### Prompt
Copy the items word for word, starting with the line that contains "task | indicate the wainscoting" and going on through the line that contains "target: wainscoting panel", both included. Leave the pictures out of your answer.

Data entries

::::::::::

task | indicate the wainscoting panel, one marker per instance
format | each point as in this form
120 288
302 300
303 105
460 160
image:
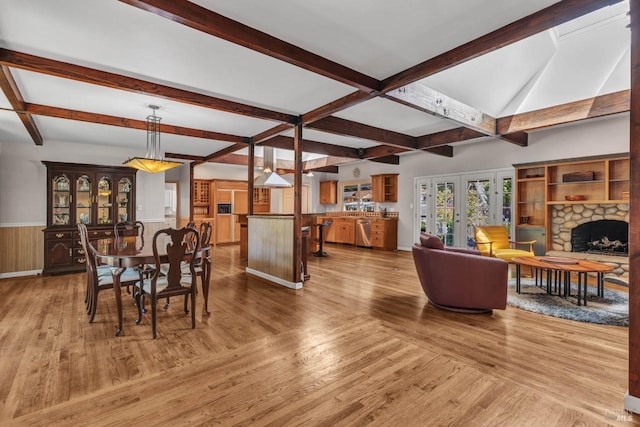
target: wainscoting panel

::::::::::

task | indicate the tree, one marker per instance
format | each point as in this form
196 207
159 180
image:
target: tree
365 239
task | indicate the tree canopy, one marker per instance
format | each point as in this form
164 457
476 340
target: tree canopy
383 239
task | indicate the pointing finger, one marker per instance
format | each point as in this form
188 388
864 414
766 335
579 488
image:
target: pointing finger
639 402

::::::::::

### Finished answer
task | indicate the wainscoting panel, one marker per instance
format | each point as in this form
120 288
302 300
303 105
460 160
image:
target: wainscoting panel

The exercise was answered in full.